── DATASET EXTRACT

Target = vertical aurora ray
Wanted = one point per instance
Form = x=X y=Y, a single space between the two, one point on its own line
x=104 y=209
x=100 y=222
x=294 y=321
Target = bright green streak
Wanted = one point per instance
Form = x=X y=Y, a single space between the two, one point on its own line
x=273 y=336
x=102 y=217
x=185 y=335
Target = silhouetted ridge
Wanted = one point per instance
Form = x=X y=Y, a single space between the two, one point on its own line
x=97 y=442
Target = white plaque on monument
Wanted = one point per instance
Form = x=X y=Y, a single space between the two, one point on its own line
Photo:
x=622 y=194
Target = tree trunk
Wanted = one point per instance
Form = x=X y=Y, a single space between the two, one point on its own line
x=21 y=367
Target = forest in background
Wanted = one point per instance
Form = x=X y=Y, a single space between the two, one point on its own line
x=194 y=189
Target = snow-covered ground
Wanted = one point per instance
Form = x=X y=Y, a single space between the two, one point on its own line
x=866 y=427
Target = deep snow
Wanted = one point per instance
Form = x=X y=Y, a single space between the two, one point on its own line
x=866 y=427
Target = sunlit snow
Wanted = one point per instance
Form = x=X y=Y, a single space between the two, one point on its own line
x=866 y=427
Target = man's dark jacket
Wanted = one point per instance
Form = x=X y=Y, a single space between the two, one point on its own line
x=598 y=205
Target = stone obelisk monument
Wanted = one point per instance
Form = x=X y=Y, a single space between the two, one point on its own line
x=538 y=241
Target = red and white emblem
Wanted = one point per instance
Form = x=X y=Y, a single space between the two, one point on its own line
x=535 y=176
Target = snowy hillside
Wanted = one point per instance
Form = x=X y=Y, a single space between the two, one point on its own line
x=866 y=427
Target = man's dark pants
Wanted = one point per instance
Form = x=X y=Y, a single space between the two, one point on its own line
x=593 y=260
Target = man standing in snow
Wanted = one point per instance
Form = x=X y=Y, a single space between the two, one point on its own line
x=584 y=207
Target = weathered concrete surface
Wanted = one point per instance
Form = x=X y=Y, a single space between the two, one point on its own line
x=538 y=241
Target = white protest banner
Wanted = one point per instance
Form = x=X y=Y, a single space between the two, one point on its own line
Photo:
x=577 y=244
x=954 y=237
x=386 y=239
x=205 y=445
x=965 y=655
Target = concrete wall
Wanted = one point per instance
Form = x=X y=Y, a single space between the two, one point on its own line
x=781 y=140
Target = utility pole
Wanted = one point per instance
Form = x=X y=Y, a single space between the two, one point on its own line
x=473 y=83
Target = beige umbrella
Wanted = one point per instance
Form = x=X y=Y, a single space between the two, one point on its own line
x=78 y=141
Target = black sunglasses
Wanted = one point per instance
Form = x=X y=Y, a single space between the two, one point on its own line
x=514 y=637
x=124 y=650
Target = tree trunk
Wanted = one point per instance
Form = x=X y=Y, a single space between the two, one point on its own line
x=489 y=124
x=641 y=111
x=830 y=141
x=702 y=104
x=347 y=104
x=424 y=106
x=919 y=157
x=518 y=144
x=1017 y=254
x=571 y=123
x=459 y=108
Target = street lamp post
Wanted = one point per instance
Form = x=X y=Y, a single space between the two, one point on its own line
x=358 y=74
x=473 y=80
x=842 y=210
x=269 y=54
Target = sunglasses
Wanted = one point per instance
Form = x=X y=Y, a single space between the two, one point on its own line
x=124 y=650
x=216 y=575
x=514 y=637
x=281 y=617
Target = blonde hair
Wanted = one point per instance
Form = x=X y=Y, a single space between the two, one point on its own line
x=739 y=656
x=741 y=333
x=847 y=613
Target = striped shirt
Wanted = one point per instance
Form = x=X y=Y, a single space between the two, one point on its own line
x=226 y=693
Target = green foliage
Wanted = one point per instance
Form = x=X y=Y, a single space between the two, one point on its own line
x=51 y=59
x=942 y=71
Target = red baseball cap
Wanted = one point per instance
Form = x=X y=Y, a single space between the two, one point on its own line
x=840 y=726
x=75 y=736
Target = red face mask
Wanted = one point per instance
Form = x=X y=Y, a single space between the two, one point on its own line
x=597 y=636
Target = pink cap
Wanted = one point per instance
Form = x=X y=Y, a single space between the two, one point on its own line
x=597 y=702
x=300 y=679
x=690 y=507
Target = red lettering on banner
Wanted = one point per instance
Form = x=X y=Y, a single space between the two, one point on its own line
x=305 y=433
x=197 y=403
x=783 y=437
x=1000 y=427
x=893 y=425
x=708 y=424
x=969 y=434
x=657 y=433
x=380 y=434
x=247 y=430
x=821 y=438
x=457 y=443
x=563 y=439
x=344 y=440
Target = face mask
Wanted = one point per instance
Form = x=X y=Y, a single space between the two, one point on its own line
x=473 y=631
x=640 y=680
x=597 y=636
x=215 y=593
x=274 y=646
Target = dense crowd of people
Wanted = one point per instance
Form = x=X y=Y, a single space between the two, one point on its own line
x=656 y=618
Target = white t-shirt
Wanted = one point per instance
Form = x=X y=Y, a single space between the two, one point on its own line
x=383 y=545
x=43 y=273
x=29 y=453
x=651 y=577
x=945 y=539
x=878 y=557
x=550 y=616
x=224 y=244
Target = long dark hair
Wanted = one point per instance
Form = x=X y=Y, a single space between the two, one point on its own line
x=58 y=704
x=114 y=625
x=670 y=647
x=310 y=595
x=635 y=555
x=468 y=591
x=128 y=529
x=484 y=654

────

● GOAL OF THE EXERCISE
Print every line of the records exactly. Omit nothing.

● EXPECTED ANSWER
Target = vertical aurora ray
Wanted = one point per instance
Form = x=X y=Y, a single space between the two, one point on its own line
x=104 y=209
x=100 y=222
x=294 y=321
Target = bright green streak
Wanted = one point per instance
Form = x=X y=Y, a single space between the two, one point on its own line
x=273 y=336
x=102 y=217
x=185 y=335
Target = silhouetted ridge
Wanted = one point per instance
Form = x=X y=Y, a single space between the two, one point on its own line
x=97 y=442
Target = white plaque on monument
Wanted = one point per instance
Form = x=X y=Y, a single space between the two, one point on its own line
Photo:
x=622 y=194
Target = tree trunk
Wanted = one point per instance
Form = x=X y=Y, a single space between the two, one point on its own line
x=21 y=367
Target = forest in background
Wanted = one point per instance
Form = x=X y=Y, a single space between the two, one point on its own line
x=194 y=189
Target = snow-covered ground
Wanted = one point per instance
Form = x=X y=Y, a single space between the two, one point on its own line
x=866 y=427
Target = deep snow
Wanted = one point per instance
Form = x=X y=Y, a single space between the two, one point on its own line
x=866 y=427
Target = sunlit snow
Wanted = one point per instance
Form = x=X y=Y, a single space between the two, one point on its own line
x=866 y=427
Target = man's dark jacket
Wanted = one point per instance
Form = x=X y=Y, a single space between the two, one point on its own line
x=598 y=205
Target = stone obelisk monument
Wanted = one point per instance
Form = x=X y=Y, a single space between the two, one point on its own line
x=538 y=241
Target = red and white emblem
Wanted = one point per instance
Form = x=X y=Y, a single space between the two, one point on its own line
x=535 y=176
Target = snowy hillside
Wanted = one point per instance
Form = x=X y=Y, a single space between the two, one point on its own line
x=866 y=427
Target = man's dark pants
Wanted = one point per instance
Form = x=X y=Y, a single space between the two, one point on its own line
x=593 y=260
Target = man standing in snow
Wanted = one point per instance
Form = x=X y=Y, a single space between the two, one point on its own line
x=584 y=207
Target = weathered concrete surface
Wanted = one point per instance
Form = x=X y=Y, a single space between the two, one point on its own line
x=538 y=241
Target = white protest banner
Wanted = one point per instance
Form = x=X y=Y, a single space between the two, one point on its own line
Photo:
x=577 y=244
x=954 y=237
x=386 y=239
x=205 y=445
x=965 y=655
Target = concrete wall
Wanted = one point per instance
Form = x=X y=Y, a single space between the two, one point on its own line
x=781 y=140
Target = utility pole
Wanted = one point per instance
Form = x=X y=Y, a single space between the two, one point on its own line
x=473 y=83
Target = beige umbrella
Wanted = one point per instance
Form = x=X y=Y, a single space between the two, one point on its own line
x=78 y=141
Target = black sunglasses
Wanted = one point per instance
Form = x=X y=Y, a single space between the two, one point on its own line
x=514 y=637
x=124 y=650
Target = tree trunk
Wanted = one point per instance
Form = x=X y=Y, a single space between the two, one point on its own line
x=489 y=124
x=641 y=111
x=830 y=141
x=702 y=104
x=347 y=104
x=424 y=106
x=919 y=157
x=518 y=144
x=1017 y=254
x=571 y=123
x=459 y=108
Target = street lamp post
Wanted = one point per instance
Form = x=X y=Y, a single space between the two, one point on its own line
x=358 y=74
x=473 y=80
x=842 y=210
x=269 y=54
Target = sunglasses
Wanted = one point per instance
Form = x=X y=Y, a single space between the two, one point on its own line
x=124 y=650
x=216 y=575
x=514 y=637
x=281 y=617
Target = blonde hair
Wanted = one point per instance
Form = x=X y=Y, a single space between the two, one point on its own line
x=739 y=656
x=741 y=333
x=847 y=613
Target = striped shirt
Wanted = one point per instance
Form = x=X y=Y, a single space between the two, one point on its own line
x=226 y=693
Target = green foliage
Wanted = one point per instance
Form = x=X y=Y, a single space between the two, one point on its own line
x=51 y=59
x=942 y=71
Target = red baseball cap
Wanted = one point per instance
Form = x=X y=Y, a single space between the two, one point on its own line
x=840 y=726
x=75 y=736
Target = red face mask
Wanted = one point per instance
Form = x=X y=Y, a single space between the two, one point on its own line
x=597 y=636
Target = pink cap
Wanted = one point per instance
Form = x=X y=Y, a single space between the two, one point on its own line
x=597 y=702
x=300 y=679
x=690 y=507
Target = red lettering on banner
Wanted = one point per instance
Form = x=X y=Y, a single space between the two, one point on its own line
x=305 y=433
x=197 y=403
x=783 y=437
x=1000 y=427
x=893 y=425
x=708 y=424
x=969 y=434
x=657 y=433
x=380 y=434
x=247 y=430
x=821 y=438
x=457 y=443
x=563 y=439
x=344 y=440
Target = face mask
Wanted = one point per instance
Form = x=X y=Y, a single space between the two, one point on its own line
x=473 y=631
x=640 y=680
x=597 y=636
x=215 y=593
x=274 y=646
Target = dense crowd of people
Wanted = one point per instance
Form = x=X y=Y, a single space between the two, one point on its own line
x=656 y=618
Target = white t-shirt
Wanted = one point per instance
Form = x=X y=Y, a single space between the two, one point on its own line
x=383 y=545
x=43 y=273
x=29 y=453
x=651 y=577
x=945 y=539
x=878 y=557
x=550 y=616
x=224 y=244
Target = long dark hair
Wanted = one point per instance
Form = x=X y=Y, a single space between the two, one point on its own line
x=58 y=704
x=114 y=625
x=670 y=647
x=310 y=595
x=635 y=555
x=468 y=591
x=128 y=529
x=484 y=654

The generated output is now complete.